▸ SUPPLIED TEXT
'''
Yeah. If the primary reason to have stable and linear and whatnot in the names is so that introspection can be used on them, then UDAs will work fine for that. Where it's stickier is if you're just calling them in generic code, since then you have no protection against the complexity changing when the container being used changes. But pretty much no one is going to be wanting to use stuff like stableLinearInsert or stable.linear.insert in their code instead of insert. So, while having the complexity be part of the API has some serious advantages, it's not user-friendly for normal use, whereas the UDAs put you somewhere in between not having the complexity in the API at all and forcing everyone to type out the complexity every time they use a function.

- Jonathan M Davis

On Friday, 4 December 2015 at 09:17:07 UTC, Ola Fosheim Grøstad wrote:
> On Friday, 4 December 2015 at 09:09:35 UTC, ZombineDev wrote:
>> and space complexity (the correctness is given). Otherwise, designing large systems becomes impossible, because all large systems have hard performance requirements.
>
> I am sorry to say this, but hard performance requirements require O(1) on everything.

Only when dealing with an arbitrary number of elements. O(n^2) could be fine if you know for a fact that you're always dealing with a very small number of elements. And some algorithms with worse complexity are actually faster than algorithms with lower complexity when dealing with a small number of elements - particularly since with a small number of elements, the coefficients can matter a lot more than n. So, really, to know which algorithm is appropriate, you need to know how it's actually going to be used in the program in question and how different algorithms perform there. O(1) is definitely better, but it's not necessarily required.
'''
▸ SET EXERCISE 1
Extract the collected data entries word for word, omitting the pictures.

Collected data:
'''
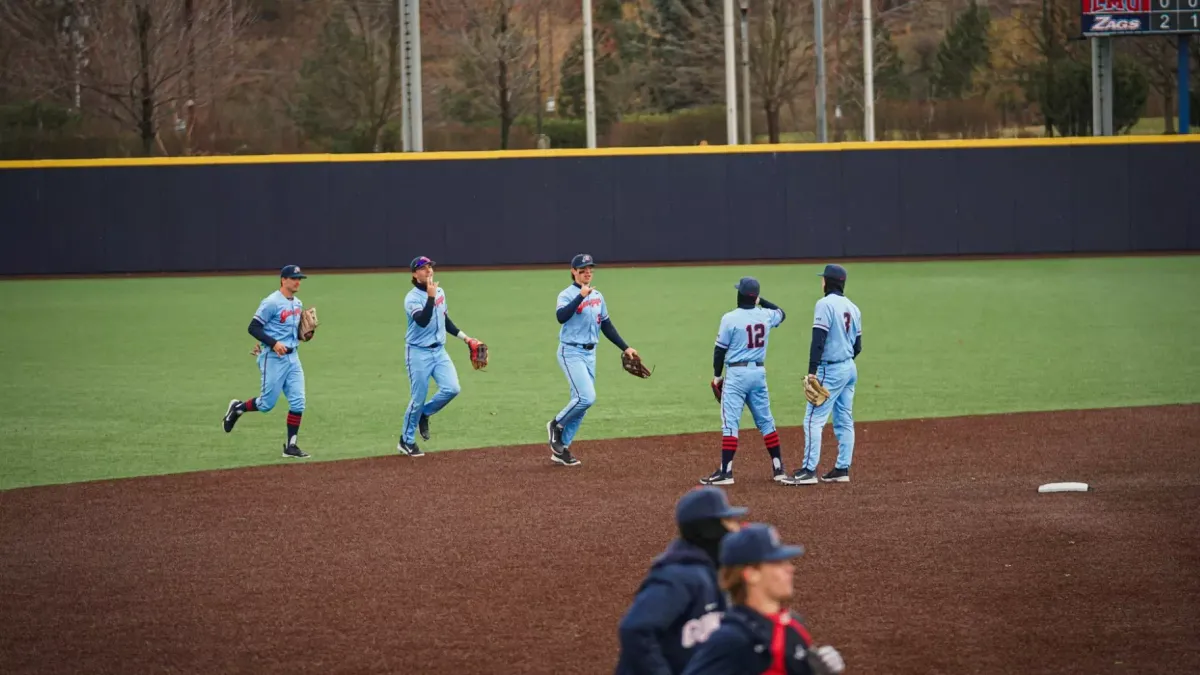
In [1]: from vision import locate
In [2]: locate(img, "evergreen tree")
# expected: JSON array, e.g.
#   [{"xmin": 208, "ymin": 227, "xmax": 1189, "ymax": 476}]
[{"xmin": 934, "ymin": 0, "xmax": 991, "ymax": 98}]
'''
▸ SET EXERCISE 2
In the forum thread, what does Ola Fosheim Grøstad say hard performance requirements require?

▸ EXERCISE OUTPUT 1
In [1]: from vision import locate
In [2]: locate(img, "evergreen tree")
# expected: JSON array, e.g.
#   [{"xmin": 208, "ymin": 227, "xmax": 1189, "ymax": 476}]
[{"xmin": 934, "ymin": 0, "xmax": 991, "ymax": 98}]

▸ EXERCISE OUTPUT 2
O(1) on everything.